**YOUR OBJECTIVE:** Print all entries precisely as they are written.
***** DATA FOR THE TASK *****
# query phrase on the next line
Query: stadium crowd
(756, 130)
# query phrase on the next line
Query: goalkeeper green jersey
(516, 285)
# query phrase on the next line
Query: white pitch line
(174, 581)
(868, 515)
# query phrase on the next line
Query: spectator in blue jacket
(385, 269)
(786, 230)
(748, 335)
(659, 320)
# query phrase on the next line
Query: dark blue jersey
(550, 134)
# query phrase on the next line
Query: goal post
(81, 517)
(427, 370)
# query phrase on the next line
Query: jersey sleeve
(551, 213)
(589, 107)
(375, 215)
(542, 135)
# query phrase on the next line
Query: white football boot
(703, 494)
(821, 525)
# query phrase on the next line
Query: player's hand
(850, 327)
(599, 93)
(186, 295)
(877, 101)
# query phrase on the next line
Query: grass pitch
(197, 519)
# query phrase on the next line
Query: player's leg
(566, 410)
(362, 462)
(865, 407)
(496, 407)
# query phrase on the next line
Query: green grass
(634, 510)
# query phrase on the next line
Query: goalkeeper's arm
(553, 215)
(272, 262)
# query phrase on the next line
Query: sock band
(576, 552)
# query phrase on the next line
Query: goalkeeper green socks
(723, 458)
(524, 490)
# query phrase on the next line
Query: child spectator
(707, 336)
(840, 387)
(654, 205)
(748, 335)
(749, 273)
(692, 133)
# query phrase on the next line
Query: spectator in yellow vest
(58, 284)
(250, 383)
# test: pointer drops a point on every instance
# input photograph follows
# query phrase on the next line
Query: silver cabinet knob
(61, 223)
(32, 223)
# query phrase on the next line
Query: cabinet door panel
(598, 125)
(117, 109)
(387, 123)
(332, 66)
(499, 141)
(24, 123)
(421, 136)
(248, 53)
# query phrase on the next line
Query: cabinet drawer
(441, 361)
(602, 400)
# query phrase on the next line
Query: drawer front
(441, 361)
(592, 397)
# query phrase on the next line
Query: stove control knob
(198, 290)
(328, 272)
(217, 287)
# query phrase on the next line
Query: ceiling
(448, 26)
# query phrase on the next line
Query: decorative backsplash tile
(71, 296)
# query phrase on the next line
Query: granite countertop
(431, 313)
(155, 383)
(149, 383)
*****
**ANSWER TO THE PROBLEM:**
# query phrase on the next line
Query: stadium crowd
(756, 130)
# query phrase on the next line
Query: goalkeeper green jersey
(516, 285)
# query phrase on the next line
Query: white pitch line
(174, 581)
(868, 515)
# query phrase on the next line
Query: spectator in blue jacket
(385, 269)
(786, 230)
(748, 335)
(659, 320)
# query phrase on the next line
Query: dark blue jersey
(550, 134)
# query phrase on the next line
Query: goal post
(81, 517)
(427, 370)
# query phrase on the next line
Query: jersey sleeve
(551, 213)
(589, 107)
(375, 215)
(542, 135)
# query phrase on the next line
Query: white football boot
(703, 494)
(821, 525)
# query phrase on the next line
Query: player's hand
(850, 327)
(599, 93)
(186, 295)
(877, 101)
# query phrase on the next line
Query: grass pitch
(197, 519)
# query phrase on the next line
Query: player's leg
(566, 410)
(362, 462)
(865, 407)
(496, 407)
# query phrase on the next line
Query: green grass
(634, 510)
# query phrase on the next line
Query: goalkeeper's arm
(553, 215)
(272, 262)
# query phrase on the next line
Query: sock band
(576, 552)
# query phrase on the next line
Query: goalkeeper green socks
(723, 458)
(524, 490)
# query phrase on the next line
Query: child spectator
(707, 336)
(840, 387)
(654, 205)
(748, 335)
(749, 273)
(692, 133)
# query phrase on the next line
Query: spectator in yellow vest
(58, 284)
(250, 383)
# test: pointer drops a point on every instance
# input photograph follows
# query phrase on the next line
Query: silver cabinet knob
(61, 223)
(32, 223)
# query phrase on the next line
Query: cabinet door panel
(598, 125)
(117, 109)
(387, 123)
(332, 66)
(499, 141)
(24, 123)
(421, 136)
(248, 53)
# query phrase on the next line
Query: cabinet drawer
(441, 361)
(602, 400)
# query phrase on the next line
Query: drawer front
(441, 361)
(592, 397)
# query phrase on the next line
Query: stove control knob
(198, 290)
(328, 272)
(217, 287)
# query phrase on the next line
Query: ceiling
(448, 26)
# query phrase on the next line
Query: decorative backsplash tile
(71, 296)
# query phrase on the next line
Query: granite countertop
(431, 313)
(155, 383)
(149, 383)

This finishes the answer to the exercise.